WHAT YOU NEED TO DO -
What you give back should match the records word for word.

(Referring expression data)
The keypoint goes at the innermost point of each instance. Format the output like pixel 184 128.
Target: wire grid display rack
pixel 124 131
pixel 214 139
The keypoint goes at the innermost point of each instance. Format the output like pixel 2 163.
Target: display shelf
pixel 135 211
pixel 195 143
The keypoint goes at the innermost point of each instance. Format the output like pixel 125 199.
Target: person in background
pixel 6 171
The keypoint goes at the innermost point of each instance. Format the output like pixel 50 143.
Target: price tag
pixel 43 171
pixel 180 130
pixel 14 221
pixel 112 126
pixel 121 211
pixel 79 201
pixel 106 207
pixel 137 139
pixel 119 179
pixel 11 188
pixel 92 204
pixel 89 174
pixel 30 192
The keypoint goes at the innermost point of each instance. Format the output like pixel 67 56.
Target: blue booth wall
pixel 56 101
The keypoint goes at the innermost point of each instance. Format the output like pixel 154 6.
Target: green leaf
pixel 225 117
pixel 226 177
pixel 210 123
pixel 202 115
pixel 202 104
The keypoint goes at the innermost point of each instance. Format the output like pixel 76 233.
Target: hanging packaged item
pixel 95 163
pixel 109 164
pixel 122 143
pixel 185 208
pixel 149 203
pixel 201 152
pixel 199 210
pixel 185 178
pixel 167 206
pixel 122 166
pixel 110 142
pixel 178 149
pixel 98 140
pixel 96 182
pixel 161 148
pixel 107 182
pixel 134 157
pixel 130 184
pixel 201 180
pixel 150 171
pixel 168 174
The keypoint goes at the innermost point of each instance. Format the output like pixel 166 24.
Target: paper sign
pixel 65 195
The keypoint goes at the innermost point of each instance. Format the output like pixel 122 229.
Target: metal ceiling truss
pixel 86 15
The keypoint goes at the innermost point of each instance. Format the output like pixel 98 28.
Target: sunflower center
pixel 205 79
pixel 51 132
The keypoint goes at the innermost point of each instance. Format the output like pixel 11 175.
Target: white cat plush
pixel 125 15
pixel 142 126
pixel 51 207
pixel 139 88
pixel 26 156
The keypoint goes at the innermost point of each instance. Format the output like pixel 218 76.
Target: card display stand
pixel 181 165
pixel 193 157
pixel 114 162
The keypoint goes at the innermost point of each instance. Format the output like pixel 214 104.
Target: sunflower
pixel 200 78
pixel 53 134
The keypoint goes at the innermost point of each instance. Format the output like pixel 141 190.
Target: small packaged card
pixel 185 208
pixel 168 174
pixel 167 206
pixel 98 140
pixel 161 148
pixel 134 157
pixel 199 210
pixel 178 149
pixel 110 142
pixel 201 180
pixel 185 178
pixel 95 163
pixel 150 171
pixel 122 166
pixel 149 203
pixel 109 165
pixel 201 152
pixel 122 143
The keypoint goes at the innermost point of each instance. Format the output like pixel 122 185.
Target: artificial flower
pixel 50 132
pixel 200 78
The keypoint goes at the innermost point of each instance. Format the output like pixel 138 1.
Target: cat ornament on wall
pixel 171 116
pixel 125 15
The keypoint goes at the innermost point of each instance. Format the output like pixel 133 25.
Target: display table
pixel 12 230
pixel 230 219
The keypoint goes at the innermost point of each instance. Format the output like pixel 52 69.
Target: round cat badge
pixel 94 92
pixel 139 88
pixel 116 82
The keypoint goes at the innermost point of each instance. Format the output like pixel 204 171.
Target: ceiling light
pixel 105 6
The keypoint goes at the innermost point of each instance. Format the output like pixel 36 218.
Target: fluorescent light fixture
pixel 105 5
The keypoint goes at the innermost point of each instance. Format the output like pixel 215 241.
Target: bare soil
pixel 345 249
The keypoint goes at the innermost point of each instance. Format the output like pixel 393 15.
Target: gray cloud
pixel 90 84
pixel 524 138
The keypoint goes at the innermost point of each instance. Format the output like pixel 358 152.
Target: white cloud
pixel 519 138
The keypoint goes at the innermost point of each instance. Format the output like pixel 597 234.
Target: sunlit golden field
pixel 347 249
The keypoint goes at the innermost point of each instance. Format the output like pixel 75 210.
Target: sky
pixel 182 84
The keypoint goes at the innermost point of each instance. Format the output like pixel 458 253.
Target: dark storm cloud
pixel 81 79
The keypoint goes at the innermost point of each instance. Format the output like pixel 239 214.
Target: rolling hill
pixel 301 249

SOLUTION TO THIS EXERCISE -
The keypoint goes at the innermost point of each instance. Format the output like pixel 184 128.
Target: wire grid display rack
pixel 124 131
pixel 214 139
The keypoint goes at the innermost point of each instance. Format the output like pixel 2 163.
Target: display shelf
pixel 135 211
pixel 195 143
The keypoint goes at the innermost point of each instance. Format the output like pixel 125 199.
Target: person in background
pixel 6 171
The keypoint goes at the innermost point of each instance. Format the output like pixel 50 143.
Target: price tag
pixel 43 171
pixel 180 130
pixel 14 221
pixel 112 126
pixel 121 211
pixel 79 201
pixel 106 207
pixel 137 139
pixel 119 179
pixel 11 188
pixel 92 204
pixel 89 174
pixel 30 192
The keypoint goes at the innermost point of each instance. Format the output like pixel 67 56.
Target: blue booth wall
pixel 56 101
The keypoint goes at the innermost point of each instance. Format the output like pixel 154 6.
Target: green leaf
pixel 225 117
pixel 226 177
pixel 210 123
pixel 202 115
pixel 202 104
The keypoint goes at the innermost point of each instance. Format the output like pixel 76 233.
Target: hanging packaged item
pixel 95 163
pixel 109 164
pixel 122 143
pixel 185 208
pixel 149 203
pixel 201 152
pixel 199 210
pixel 185 178
pixel 167 206
pixel 122 166
pixel 110 142
pixel 178 149
pixel 98 140
pixel 96 182
pixel 161 148
pixel 107 182
pixel 134 157
pixel 130 184
pixel 201 180
pixel 150 171
pixel 168 174
The keypoint goes at the innermost point of each instance. Format the output like pixel 166 24.
Target: paper sign
pixel 65 195
The keypoint goes at the innermost point of each instance. Format the output like pixel 122 229.
Target: metal ceiling truss
pixel 86 15
The keypoint goes at the innermost point of each instance. Format the output like pixel 98 28.
Target: sunflower center
pixel 205 79
pixel 51 132
The keypoint goes at the innermost point of each instance. Format the output like pixel 11 175.
Target: white cat plush
pixel 125 15
pixel 142 126
pixel 51 207
pixel 139 88
pixel 26 156
The keypoint goes at the innermost point of each instance. Format the output like pixel 218 76.
Target: card display stand
pixel 181 165
pixel 193 157
pixel 114 162
The keypoint goes at the innermost point of each instance. Format the output like pixel 214 104.
Target: sunflower
pixel 200 78
pixel 53 134
The keypoint goes at the innermost point of each instance. Format the output like pixel 141 190.
Target: small packaged card
pixel 185 208
pixel 168 174
pixel 167 206
pixel 98 140
pixel 161 148
pixel 134 157
pixel 199 210
pixel 178 149
pixel 110 142
pixel 201 180
pixel 185 178
pixel 95 163
pixel 150 171
pixel 122 166
pixel 149 203
pixel 109 165
pixel 201 152
pixel 122 143
The keypoint goes at the innermost point of each instance. Format the output like pixel 122 185.
Target: artificial flower
pixel 50 132
pixel 200 78
The keypoint goes at the innermost point of each instance. Format the output like pixel 138 1.
Target: cat ornament on wall
pixel 171 116
pixel 125 15
The keypoint goes at the innermost point of each instance. Format the output like pixel 133 25.
Target: display table
pixel 12 230
pixel 230 219
The keypoint goes at the innermost point of each instance. Format the output like pixel 52 69.
Target: round cat badge
pixel 94 92
pixel 139 88
pixel 116 82
The keypoint goes at the innermost point of each instance. Format the output like pixel 204 171.
Target: ceiling light
pixel 105 6
The keypoint goes at the innermost point of each instance. Format the output like pixel 36 218.
Target: fluorescent light fixture
pixel 105 5
The keypoint goes at the innermost point of each instance. Format the output like pixel 215 241.
Target: bare soil
pixel 345 249
The keypoint goes at the innermost point of each instance. Format the output like pixel 393 15.
Target: gray cloud
pixel 90 84
pixel 524 138
The keypoint goes at the innermost point of each instance. Format the output like pixel 358 152.
Target: white cloud
pixel 519 138
The keypoint goes at the innermost point of each instance. Format the output like pixel 597 234.
Target: sunlit golden field
pixel 347 249
The keypoint goes at the innermost point of each instance. Format the output like pixel 75 210.
Target: sky
pixel 182 84
The keypoint goes at the innermost point of each instance. Format the output like pixel 458 253.
Target: dark storm cloud
pixel 81 79
The keypoint goes at the innermost point of each instance. Format the output like pixel 239 214.
Target: rolling hill
pixel 301 249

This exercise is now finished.